*** Records shown ***
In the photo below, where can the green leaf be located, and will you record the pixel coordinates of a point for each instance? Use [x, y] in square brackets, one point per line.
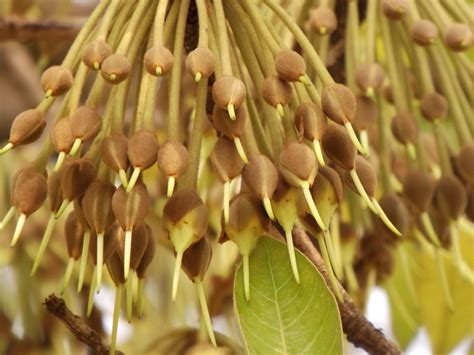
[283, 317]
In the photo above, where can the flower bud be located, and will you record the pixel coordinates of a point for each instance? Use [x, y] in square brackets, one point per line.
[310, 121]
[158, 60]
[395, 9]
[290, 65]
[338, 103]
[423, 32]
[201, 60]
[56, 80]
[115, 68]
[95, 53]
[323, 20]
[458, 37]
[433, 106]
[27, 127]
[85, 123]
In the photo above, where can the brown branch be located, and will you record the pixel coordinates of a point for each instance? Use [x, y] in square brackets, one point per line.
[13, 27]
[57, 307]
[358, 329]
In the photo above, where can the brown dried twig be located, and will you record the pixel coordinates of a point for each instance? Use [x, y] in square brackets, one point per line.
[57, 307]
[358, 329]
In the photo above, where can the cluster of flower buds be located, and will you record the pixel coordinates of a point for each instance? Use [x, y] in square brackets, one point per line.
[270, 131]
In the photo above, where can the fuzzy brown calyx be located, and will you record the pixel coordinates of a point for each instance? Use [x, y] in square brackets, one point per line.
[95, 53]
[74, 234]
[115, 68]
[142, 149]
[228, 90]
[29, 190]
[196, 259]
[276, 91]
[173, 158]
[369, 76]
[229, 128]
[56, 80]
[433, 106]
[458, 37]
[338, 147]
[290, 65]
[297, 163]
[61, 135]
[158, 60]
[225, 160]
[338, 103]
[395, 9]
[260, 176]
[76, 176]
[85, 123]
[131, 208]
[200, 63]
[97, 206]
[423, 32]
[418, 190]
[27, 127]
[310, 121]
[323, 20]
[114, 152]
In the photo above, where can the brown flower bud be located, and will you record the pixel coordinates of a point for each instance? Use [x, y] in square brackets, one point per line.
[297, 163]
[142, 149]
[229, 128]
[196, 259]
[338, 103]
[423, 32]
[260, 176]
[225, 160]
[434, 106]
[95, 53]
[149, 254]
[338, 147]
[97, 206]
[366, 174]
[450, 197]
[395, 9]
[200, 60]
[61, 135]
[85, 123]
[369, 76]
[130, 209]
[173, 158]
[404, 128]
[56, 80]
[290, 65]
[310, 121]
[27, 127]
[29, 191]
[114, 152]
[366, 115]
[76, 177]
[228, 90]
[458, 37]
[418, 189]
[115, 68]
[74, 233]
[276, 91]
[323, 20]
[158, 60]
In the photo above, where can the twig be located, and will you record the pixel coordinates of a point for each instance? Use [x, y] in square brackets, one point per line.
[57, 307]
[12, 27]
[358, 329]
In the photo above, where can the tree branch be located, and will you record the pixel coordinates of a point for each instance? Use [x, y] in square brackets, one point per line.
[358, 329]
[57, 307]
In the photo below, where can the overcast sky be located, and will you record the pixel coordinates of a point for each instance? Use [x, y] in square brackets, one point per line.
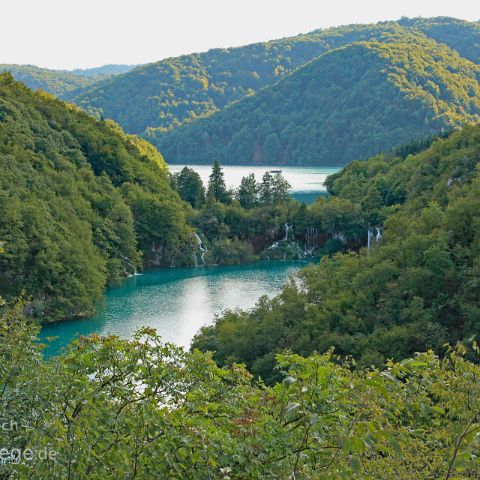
*** End of Records shown ***
*** Records shown ***
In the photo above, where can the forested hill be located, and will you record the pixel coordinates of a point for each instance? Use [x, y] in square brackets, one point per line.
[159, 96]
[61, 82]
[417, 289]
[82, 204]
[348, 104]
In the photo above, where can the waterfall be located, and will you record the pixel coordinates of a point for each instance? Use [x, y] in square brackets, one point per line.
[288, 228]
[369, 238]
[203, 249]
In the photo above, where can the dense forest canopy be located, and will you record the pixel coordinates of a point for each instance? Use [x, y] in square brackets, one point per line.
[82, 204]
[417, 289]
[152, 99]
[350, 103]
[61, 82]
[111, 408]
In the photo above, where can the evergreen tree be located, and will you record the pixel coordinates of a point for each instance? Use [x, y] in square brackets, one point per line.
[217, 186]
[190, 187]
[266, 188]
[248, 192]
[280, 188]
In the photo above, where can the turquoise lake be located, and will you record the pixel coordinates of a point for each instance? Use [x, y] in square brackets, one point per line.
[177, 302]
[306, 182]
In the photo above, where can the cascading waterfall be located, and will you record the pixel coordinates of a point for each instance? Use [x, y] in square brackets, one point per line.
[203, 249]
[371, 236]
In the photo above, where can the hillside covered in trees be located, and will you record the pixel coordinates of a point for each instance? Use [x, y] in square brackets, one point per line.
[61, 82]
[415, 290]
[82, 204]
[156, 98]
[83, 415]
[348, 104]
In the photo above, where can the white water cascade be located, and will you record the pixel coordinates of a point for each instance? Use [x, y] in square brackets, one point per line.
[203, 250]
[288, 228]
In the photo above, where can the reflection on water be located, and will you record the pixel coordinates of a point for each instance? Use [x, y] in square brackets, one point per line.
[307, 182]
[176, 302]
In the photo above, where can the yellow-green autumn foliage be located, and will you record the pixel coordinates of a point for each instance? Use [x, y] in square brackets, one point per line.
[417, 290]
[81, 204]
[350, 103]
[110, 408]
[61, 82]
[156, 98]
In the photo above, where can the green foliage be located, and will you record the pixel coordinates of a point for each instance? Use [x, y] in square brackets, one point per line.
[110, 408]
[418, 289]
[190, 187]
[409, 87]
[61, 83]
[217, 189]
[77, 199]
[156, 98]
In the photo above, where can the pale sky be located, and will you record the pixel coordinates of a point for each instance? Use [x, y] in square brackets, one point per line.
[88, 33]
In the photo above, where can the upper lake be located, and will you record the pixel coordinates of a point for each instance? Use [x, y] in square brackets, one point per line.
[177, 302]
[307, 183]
*** End of Records shown ***
Description of the task:
Each line in the entries above, starting at the line with "In the photo above, where can the twig" and ending at the line with "In the photo below, where can the overcast", is to be printed exactly, and only those lines.

Answer for this exercise:
In the photo above, where can the twig be located, and will you record the pixel coordinates of a point for each instance? Use [x, y] in square brackets, one point per line.
[57, 307]
[12, 27]
[358, 329]
In the photo above, where can the tree branch be located, and will you record the pixel coordinates of a point for each instance? Use [x, y] in square brackets, one point per line.
[358, 329]
[57, 307]
In the photo below, where can the overcast sky be located, and will you record the pixel coordinates of a point for each instance? Use [x, y] in square brackets, one point per line.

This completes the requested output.